» **Input material**
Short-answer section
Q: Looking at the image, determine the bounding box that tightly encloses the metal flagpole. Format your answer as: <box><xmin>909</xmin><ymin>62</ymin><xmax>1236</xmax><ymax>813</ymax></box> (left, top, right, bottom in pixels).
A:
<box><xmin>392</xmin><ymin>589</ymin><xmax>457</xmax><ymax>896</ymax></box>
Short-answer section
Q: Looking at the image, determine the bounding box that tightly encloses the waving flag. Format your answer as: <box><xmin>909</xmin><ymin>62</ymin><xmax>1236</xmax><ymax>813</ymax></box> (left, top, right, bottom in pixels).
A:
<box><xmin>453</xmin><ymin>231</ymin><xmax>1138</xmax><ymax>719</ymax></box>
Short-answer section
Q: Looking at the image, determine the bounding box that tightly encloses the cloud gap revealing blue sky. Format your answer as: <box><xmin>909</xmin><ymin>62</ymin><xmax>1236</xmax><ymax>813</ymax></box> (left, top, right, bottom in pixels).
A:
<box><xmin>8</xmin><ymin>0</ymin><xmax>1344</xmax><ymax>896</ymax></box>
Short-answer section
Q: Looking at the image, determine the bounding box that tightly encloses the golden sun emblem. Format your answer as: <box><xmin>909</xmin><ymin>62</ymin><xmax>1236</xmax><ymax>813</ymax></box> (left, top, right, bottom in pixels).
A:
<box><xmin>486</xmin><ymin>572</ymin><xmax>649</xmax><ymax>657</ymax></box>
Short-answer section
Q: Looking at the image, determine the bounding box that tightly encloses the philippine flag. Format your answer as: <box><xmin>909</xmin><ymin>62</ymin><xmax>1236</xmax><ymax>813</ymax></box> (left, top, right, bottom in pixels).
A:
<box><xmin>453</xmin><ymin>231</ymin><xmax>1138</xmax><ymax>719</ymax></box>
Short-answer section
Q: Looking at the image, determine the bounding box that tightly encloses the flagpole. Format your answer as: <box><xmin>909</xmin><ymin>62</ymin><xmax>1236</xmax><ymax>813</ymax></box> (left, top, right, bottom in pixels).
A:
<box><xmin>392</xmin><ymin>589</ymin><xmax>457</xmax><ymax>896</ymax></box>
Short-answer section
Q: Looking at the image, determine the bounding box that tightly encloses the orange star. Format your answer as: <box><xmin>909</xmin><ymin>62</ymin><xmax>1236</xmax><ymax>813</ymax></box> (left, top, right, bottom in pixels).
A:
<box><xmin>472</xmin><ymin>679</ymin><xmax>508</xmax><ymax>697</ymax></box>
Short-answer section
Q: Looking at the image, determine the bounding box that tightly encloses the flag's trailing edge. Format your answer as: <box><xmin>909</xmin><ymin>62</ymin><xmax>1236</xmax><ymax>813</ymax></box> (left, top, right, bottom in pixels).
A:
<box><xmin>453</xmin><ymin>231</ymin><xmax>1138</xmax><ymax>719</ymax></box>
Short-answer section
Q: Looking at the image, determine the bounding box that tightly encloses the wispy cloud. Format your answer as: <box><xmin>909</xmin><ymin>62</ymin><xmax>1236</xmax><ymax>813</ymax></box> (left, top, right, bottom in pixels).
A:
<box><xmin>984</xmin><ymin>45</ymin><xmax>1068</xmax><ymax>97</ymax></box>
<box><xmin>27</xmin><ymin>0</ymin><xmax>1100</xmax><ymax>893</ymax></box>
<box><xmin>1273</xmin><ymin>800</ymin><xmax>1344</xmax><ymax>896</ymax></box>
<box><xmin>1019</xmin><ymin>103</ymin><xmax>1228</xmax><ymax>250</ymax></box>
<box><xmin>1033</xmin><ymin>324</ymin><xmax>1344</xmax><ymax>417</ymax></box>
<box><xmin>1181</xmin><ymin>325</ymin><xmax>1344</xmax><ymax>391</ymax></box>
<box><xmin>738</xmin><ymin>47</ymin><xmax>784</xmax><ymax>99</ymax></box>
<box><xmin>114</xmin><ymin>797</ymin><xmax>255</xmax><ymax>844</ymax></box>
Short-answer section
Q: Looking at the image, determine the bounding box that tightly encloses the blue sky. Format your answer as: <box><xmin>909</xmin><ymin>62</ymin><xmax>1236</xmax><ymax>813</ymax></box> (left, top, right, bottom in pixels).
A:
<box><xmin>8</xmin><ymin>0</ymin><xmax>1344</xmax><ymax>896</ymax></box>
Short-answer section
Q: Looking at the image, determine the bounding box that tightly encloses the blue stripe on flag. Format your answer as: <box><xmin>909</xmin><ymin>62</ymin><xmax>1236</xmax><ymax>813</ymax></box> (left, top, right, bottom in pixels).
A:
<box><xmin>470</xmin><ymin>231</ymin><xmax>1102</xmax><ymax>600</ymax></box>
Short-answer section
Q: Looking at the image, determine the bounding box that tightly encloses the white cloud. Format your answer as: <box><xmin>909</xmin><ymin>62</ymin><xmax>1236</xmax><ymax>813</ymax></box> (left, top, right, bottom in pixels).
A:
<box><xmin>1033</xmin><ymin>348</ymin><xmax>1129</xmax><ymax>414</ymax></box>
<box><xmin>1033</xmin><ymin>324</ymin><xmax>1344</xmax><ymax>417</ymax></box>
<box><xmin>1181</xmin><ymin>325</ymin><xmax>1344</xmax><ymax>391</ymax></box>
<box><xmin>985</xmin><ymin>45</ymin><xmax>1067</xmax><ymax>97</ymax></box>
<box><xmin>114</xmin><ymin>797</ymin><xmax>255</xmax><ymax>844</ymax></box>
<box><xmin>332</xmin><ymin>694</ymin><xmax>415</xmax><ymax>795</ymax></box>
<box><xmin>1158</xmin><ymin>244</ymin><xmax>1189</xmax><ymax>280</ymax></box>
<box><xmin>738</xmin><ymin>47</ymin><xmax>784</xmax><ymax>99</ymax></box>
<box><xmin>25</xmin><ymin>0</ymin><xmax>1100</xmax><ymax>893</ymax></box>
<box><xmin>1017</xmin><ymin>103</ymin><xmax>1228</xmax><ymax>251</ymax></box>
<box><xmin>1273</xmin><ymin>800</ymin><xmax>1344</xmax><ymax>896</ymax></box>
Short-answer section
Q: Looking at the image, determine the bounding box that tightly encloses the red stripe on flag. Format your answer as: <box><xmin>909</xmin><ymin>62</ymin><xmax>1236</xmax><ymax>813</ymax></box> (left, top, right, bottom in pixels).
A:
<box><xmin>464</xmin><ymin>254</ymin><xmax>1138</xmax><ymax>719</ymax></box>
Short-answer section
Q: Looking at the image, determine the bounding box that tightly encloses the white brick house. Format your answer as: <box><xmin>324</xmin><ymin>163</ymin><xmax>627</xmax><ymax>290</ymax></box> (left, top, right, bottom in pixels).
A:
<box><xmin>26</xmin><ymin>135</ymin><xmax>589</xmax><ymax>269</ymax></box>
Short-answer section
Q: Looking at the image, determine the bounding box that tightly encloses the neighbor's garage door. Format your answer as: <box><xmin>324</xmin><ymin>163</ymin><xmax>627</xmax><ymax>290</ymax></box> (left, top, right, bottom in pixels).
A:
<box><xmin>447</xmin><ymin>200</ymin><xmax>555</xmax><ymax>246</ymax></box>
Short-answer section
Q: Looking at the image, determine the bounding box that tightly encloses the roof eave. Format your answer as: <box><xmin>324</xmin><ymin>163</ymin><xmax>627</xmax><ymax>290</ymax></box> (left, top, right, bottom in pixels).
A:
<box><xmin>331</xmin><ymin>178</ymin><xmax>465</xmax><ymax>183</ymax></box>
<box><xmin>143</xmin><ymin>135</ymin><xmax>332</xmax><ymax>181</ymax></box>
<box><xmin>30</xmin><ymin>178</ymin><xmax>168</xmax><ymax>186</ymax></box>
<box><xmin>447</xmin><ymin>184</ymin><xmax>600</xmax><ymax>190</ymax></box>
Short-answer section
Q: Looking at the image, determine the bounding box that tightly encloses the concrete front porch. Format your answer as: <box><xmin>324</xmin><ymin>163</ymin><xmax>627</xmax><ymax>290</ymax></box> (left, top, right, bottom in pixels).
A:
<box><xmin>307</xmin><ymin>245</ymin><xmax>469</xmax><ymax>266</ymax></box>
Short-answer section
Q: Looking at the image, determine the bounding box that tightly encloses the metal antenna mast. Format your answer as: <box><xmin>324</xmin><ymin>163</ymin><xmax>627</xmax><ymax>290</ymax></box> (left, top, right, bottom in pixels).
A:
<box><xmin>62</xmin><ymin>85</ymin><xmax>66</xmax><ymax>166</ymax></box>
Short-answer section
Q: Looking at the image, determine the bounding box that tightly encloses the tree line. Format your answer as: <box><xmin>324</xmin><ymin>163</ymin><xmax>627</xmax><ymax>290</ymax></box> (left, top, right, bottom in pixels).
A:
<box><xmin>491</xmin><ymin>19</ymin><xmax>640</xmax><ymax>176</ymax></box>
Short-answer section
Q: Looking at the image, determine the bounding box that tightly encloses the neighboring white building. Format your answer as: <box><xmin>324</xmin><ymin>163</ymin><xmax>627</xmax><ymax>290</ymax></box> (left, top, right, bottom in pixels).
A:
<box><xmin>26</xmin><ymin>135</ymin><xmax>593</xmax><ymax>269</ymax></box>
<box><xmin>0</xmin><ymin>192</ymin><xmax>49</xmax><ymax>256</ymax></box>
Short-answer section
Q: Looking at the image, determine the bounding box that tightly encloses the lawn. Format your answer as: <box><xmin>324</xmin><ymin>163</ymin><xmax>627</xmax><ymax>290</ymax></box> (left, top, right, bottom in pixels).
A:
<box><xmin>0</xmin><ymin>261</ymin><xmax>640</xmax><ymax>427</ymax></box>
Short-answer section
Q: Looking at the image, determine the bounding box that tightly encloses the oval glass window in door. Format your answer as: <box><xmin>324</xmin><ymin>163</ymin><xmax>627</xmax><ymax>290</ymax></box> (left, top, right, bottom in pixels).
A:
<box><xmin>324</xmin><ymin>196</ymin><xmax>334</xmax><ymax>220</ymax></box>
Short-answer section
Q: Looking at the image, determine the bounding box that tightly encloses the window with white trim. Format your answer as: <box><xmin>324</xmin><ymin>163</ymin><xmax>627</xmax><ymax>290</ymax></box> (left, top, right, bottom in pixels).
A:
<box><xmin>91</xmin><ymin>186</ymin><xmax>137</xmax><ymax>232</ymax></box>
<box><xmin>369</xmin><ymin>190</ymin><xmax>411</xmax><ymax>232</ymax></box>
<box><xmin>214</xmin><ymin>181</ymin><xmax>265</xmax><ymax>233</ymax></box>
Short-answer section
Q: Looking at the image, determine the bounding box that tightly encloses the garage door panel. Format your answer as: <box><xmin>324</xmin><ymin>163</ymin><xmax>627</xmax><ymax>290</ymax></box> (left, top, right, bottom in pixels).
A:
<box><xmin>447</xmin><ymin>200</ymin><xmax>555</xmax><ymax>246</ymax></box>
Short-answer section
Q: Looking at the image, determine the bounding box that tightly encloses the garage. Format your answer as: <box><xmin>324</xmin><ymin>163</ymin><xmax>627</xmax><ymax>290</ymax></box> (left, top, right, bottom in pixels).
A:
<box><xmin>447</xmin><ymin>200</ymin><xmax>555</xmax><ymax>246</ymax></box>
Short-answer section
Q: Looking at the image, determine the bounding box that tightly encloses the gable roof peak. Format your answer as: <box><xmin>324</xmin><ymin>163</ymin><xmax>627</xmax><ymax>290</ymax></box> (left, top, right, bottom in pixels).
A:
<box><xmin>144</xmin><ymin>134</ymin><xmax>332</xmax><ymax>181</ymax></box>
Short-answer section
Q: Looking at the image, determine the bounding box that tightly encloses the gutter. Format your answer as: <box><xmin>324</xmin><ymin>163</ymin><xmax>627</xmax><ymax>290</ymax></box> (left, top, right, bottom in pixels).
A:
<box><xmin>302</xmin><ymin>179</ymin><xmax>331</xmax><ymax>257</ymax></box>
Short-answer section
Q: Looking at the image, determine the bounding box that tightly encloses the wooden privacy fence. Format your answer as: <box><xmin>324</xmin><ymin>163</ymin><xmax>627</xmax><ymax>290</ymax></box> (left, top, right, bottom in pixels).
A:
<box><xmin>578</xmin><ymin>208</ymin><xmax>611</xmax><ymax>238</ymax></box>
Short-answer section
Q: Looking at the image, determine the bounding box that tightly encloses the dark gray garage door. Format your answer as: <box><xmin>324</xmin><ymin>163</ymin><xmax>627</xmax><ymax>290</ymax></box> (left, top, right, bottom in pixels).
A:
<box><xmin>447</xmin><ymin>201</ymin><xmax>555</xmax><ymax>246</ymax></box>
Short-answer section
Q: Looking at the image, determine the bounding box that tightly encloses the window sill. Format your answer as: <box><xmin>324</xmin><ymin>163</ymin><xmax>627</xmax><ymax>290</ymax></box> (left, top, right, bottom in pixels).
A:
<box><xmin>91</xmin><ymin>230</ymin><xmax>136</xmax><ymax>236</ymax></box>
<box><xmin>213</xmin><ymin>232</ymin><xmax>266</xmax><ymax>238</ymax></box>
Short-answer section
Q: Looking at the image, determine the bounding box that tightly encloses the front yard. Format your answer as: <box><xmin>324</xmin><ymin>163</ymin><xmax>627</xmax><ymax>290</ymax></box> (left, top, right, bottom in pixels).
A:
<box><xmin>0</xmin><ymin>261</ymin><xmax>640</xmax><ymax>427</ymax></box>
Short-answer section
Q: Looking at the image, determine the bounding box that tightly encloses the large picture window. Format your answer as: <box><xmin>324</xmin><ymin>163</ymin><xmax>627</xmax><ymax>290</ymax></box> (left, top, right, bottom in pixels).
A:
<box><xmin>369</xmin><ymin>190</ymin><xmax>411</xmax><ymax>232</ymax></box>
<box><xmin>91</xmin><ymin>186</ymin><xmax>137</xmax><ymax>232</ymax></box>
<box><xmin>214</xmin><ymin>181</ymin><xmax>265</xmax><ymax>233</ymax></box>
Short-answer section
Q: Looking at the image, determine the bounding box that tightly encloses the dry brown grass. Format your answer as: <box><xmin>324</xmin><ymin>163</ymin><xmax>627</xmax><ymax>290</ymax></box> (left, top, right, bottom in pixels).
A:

» **Your task**
Find every line in the lines above that contains the word "porch" and copy each one. Case counts.

» **Result below**
Q: Looking at the image, determine the bounding box that tightly encloses the concrete front porch. Format your answer as: <box><xmin>324</xmin><ymin>163</ymin><xmax>627</xmax><ymax>290</ymax></box> (left, top, right, bottom in pixels).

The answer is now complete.